[Object location annotation data]

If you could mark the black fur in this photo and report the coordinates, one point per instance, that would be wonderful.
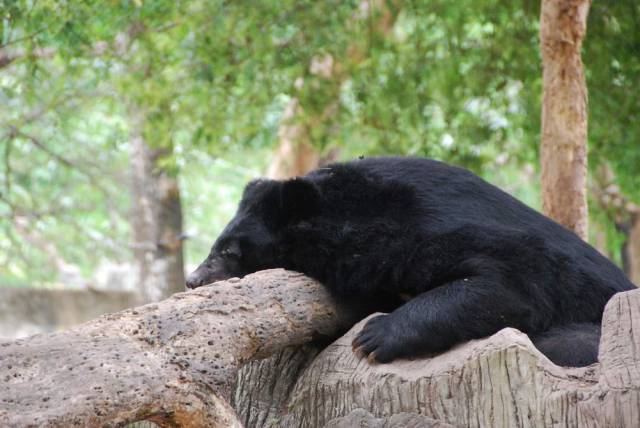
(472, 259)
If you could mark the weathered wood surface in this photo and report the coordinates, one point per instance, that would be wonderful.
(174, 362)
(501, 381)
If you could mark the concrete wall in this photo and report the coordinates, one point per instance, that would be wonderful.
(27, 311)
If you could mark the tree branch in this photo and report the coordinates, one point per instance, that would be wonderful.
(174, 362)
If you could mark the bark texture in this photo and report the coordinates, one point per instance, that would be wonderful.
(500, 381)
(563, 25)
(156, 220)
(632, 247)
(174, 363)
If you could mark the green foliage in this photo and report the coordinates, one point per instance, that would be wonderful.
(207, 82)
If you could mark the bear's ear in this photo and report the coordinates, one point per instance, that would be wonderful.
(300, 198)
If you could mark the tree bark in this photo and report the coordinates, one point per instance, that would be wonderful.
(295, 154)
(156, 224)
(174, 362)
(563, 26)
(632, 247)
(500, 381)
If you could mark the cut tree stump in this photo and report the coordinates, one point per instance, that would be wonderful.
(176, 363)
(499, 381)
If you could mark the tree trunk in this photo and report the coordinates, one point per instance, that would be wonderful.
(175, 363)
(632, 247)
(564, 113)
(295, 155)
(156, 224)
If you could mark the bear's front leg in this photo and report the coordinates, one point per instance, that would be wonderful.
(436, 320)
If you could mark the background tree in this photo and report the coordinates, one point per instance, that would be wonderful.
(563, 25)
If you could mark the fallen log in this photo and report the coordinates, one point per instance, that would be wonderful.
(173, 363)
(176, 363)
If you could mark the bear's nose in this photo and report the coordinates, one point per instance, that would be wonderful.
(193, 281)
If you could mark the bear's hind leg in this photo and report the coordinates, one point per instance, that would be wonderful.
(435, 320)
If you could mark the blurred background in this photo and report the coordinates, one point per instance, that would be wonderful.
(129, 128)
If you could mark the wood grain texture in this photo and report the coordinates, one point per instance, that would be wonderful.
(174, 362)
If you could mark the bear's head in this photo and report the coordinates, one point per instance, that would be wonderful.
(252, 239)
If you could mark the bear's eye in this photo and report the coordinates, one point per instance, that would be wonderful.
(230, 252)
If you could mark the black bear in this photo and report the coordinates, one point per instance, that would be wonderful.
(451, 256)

--

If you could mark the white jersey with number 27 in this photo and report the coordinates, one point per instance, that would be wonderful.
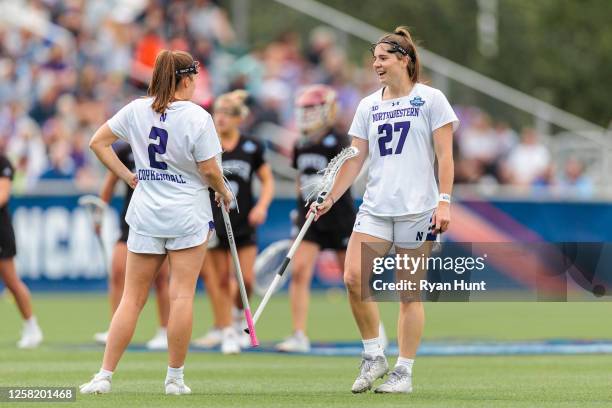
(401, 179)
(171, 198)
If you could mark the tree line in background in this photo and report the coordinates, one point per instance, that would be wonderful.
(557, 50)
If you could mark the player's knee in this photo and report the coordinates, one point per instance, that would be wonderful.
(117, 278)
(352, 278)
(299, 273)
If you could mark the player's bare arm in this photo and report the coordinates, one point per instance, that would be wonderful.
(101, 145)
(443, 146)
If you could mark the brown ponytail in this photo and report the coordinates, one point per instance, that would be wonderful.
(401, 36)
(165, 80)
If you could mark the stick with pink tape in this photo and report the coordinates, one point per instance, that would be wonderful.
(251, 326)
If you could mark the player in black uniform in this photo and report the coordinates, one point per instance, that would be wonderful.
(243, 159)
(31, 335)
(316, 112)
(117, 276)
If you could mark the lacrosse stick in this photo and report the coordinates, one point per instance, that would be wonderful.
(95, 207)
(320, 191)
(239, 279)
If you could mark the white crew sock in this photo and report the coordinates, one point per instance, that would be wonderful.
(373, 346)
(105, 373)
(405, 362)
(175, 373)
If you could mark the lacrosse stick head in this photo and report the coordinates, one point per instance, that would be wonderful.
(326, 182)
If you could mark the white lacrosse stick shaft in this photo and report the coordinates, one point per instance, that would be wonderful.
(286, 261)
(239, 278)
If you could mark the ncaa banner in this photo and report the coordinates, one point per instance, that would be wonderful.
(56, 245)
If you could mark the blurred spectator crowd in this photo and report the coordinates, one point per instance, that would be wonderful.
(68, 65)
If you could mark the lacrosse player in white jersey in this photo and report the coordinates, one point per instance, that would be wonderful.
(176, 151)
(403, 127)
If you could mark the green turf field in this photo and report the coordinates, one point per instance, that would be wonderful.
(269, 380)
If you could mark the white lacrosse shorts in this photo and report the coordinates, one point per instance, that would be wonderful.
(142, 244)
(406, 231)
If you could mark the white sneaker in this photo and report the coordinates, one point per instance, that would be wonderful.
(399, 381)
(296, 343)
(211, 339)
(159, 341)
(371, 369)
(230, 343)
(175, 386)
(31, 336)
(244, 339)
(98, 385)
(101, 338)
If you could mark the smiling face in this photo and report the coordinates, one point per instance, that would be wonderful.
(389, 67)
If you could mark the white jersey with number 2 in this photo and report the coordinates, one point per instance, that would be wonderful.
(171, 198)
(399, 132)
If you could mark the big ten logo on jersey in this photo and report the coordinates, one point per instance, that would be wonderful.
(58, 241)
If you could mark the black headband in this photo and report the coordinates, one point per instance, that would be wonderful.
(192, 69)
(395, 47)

...

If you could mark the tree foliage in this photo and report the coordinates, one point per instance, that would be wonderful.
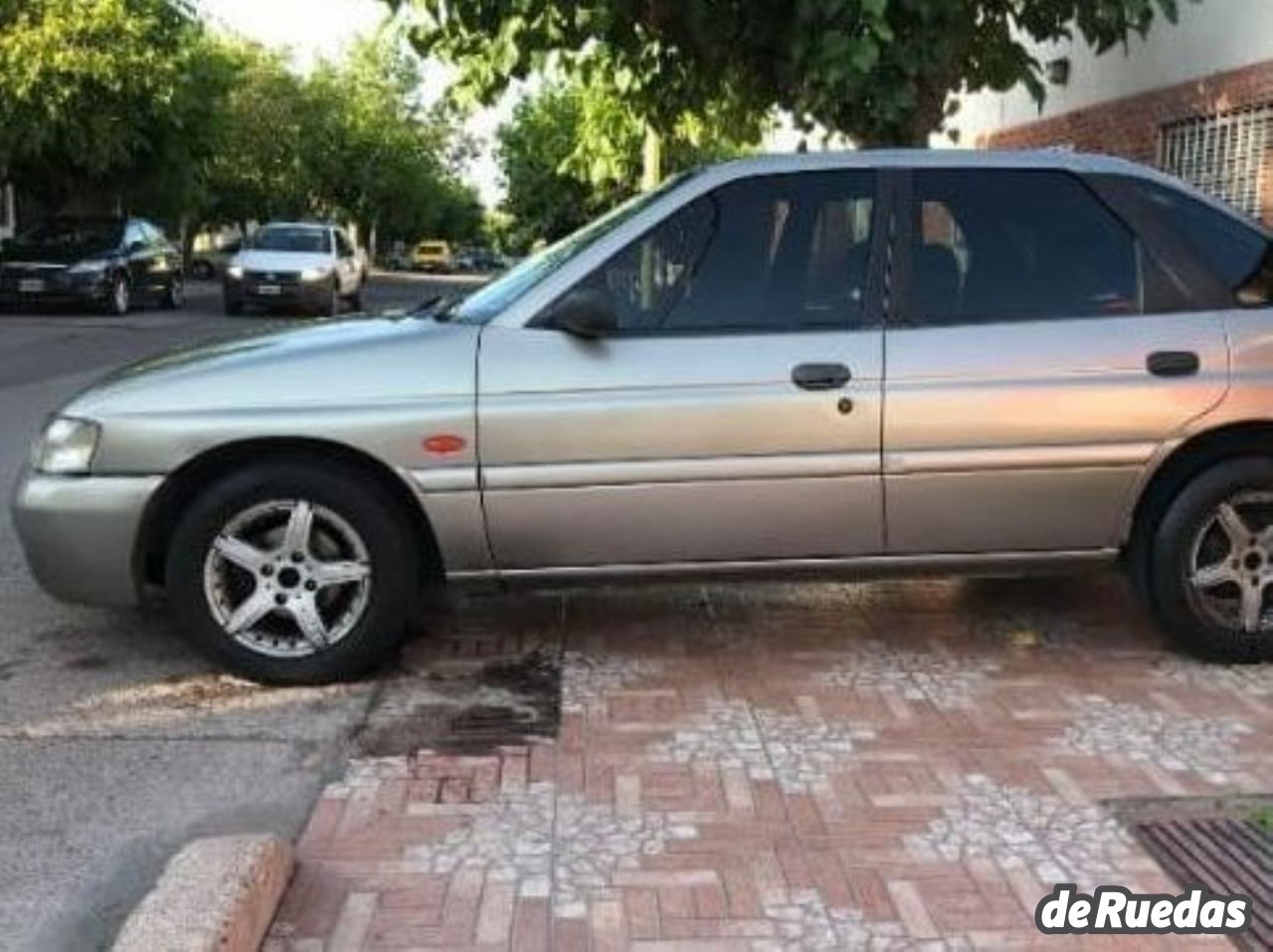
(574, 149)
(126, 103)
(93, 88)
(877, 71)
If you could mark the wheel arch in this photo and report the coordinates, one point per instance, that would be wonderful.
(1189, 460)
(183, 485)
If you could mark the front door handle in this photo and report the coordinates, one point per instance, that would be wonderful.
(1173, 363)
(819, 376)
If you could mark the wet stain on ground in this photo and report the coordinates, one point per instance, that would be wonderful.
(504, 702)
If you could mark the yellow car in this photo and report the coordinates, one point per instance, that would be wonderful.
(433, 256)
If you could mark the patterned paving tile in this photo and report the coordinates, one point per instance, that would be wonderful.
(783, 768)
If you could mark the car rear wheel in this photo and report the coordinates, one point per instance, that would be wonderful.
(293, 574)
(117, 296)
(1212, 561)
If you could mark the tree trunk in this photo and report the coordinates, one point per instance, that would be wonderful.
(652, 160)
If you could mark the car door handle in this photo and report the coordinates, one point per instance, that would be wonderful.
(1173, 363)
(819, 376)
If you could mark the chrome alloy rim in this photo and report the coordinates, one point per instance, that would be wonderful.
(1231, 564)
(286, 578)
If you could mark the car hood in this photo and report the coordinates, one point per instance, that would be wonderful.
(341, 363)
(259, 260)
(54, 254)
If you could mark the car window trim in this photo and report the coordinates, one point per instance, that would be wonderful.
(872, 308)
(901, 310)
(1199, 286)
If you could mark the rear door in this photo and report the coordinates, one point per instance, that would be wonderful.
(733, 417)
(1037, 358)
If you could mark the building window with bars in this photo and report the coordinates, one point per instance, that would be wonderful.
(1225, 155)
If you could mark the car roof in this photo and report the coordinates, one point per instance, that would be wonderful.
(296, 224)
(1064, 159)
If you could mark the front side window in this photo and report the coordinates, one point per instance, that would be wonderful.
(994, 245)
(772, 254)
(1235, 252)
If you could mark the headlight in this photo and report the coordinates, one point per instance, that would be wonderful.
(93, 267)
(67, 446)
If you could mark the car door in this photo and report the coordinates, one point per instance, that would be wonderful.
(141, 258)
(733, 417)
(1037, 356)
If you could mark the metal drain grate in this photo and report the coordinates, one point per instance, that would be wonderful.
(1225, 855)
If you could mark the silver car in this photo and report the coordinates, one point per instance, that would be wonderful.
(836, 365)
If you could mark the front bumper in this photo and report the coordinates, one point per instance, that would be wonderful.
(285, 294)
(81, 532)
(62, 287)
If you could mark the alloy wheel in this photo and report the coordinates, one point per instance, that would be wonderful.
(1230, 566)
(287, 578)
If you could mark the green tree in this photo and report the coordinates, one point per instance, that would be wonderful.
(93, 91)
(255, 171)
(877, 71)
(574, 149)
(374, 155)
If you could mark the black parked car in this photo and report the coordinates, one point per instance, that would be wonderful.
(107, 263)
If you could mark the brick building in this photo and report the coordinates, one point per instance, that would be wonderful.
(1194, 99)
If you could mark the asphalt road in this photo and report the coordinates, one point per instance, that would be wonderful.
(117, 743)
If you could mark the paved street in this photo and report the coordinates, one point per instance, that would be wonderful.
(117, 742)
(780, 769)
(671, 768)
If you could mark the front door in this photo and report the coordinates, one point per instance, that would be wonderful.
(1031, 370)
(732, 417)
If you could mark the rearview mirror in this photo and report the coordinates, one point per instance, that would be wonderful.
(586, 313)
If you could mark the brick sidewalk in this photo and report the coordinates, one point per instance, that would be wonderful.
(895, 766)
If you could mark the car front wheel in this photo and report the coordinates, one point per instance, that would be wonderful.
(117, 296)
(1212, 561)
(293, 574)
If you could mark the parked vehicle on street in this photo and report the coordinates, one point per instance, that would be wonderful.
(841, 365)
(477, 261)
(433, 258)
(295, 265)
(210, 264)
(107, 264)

**Stated task**: Pick out every row containing the word "wood" and copy each one, matching uppercase and lowercase exactly.

**Output of the exercise**:
If you could mark the weathered wood surface in this photo and report the coordinates, one point per instance, that would be wonderful.
If you could mark the wood grain texture in this photo and report the coordinates, one point per instance, that would be wonderful.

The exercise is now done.